> [THE TASK]:
Pick up the text below on the Dobbs ruling and the Fourth of July and continue it after its final sentence.
____ DOCUMENT SECTION
On July 4, 1776, in the Second Continental Congress, fifty-six delegates declared—at the peril of their lives—not only their independence from Great Britain but also the foundational truths for which they were willing to die:
We hold these truths to be self-evident, that all men are created equal, that they are endowed by their Creator with certain unalienable Rights, that among these are Life, Liberty and the pursuit of Happiness. —That to secure these rights, Governments are instituted among Men, deriving their just powers from the consent of the governed…
On June 24, 2022, in the Dobbs v. Jackson Women’s Health Organization decision, five Justices of the Supreme Court implicitly declared—also at the peril of their lives—that they adhered to those same truths, even as they honored their oath to “support and defend the Constitution.” Exposing the 1973 Roe v. Wade ruling as “egregiously wrong from the start,” the Justices held that it “must be overruled. The Constitution makes no reference to abortion, and no such right is implicitly protected by any constitutional provision…. It is time to heed the Constitution and return the issue of abortion to the people’s elected representatives.”
Roe exceeded its constitutional authority by usurping power that, under the Tenth Amendment, is reserved to the States—“The powers not delegated to the United States by the Constitution, nor prohibited by it to the States, are reserved to the States respectively, or to the people”—and did so by attacking the most precious right the Constitution was created to secure: Roe has cost the lives of over 63 million babies. Its blatant departure from the nation’s founding principles of life, liberty, and the pursuit of happiness as expressed in the Declaration of Independence was pointed out to the Court by Mother Teresa in 1994.
A nation founded on these principles holds a sacred trust: to stand as an example to the rest of the world, to climb ever higher in its practical realization of the ideals of human dignity, brotherhood, and mutual respect. Your constant efforts in fulfillment of that mission, far more that your size or your wealth or your military might, have made America an inspiration to all mankind…. Yet there has been one infinitely tragic and destructive departure from those American ideals in recent memory. It was this Court’s own decision in Roe v. Wade to exclude the unborn child from the human family…. America needs no words from me to see how your decision in Roe v. Wade has deformed a great nation…. Human rights are not a privilege conferred by government. They are every human being’s entitlement by virtue of his humanity. The right to life does not depend, and must not be declared to be contingent, on the pleasure of anyone else, not even a parent or a sovereign.
Never has any Fourth of July celebration in the last fifty years been so authentic as the one we will now commemorate by remembering the Declaration’s Creator-endowed right to life. And as we honor the courageous Founders of 1776 who refused to be silenced as they declared that right, we also honor the courageous Justices of 2022—Alito, Thomas, Gorsuch, Kavanaugh, and Barrett—who refused to be silenced as they rescued that right from one of the most egregious constitutional violations in our history.
________
____ INFORMATION GIVEN
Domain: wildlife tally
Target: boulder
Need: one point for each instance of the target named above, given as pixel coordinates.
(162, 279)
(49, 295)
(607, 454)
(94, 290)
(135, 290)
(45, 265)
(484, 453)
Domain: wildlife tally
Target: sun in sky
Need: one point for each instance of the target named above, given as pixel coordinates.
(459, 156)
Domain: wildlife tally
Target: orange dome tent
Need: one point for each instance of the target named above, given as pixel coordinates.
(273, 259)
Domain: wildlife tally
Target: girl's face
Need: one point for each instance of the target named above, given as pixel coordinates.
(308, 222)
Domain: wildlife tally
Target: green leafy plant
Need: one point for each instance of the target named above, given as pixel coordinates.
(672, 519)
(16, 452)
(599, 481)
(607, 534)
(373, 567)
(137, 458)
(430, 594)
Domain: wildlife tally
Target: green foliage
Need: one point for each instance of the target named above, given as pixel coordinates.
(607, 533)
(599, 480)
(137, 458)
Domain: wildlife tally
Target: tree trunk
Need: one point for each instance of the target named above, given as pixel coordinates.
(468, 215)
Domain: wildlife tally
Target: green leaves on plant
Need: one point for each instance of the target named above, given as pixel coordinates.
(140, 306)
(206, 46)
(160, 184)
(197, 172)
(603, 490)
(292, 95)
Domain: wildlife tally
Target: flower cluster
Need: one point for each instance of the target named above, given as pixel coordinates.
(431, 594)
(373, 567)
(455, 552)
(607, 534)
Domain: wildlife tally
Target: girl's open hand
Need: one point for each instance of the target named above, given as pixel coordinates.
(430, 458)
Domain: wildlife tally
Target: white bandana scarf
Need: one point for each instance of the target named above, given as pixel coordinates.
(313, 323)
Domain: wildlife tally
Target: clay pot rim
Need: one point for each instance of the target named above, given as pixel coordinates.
________
> [EXERCISE ANSWER]:
Even so, this dramatic course correction does not end the issue of abortion, which now goes back to the States, making Mother Teresa’s words to the 1982 Harvard graduating class still urgent.
It is something unbelievable that today a mother, herself, murders her own child, afraid of having to feed one more child, afraid to educate one more child. This is one of the greatest poverties. A nation, people, family that allows that, that accepts that, they are the poorest of the poor.
Poverty indeed, both spiritual and physical, has followed in the wake of Roe. Former Vice President Mike Pence recently observed,
Nothing has been more destabilizing in our society for the last 50 years than legalized abortion. I believe it’s no coincidence that the last half century has seen a persistent rise in family instability, single-parent households, a decline in family formation, increase in unplanned pregnancies, and an explosion in sexually transmitted disease [while] unborn children have been relegated into a caste of second-class citizens—devoid of the most basic human rights.
On the day Roe was overturned, I texted my friend and colleague Jeanne Head, with whom I have been privileged to work at numerous United Nations conferences in New York and around the world. No one has done more to prevent abortion from being classified as an international fundamental human right than Jeanne. If you have never heard of her, it is because she has never sought the limelight. But her impact has been colossal. She has been honored, for example, as the recipient of the 2011 Gerard Health Foundation’s Life Prize, and of the 2022 Maximilian Kolbe Friend to the Nations Medal.
In my text, I mentioned what a beautiful and memorable day this was, and thanked her for dedicating her life to protect the world’s unborn children. She characteristically deflected the praise and then commented, “I thought I wouldn’t see this in my lifetime. But, of course, now the harder work is ahead.”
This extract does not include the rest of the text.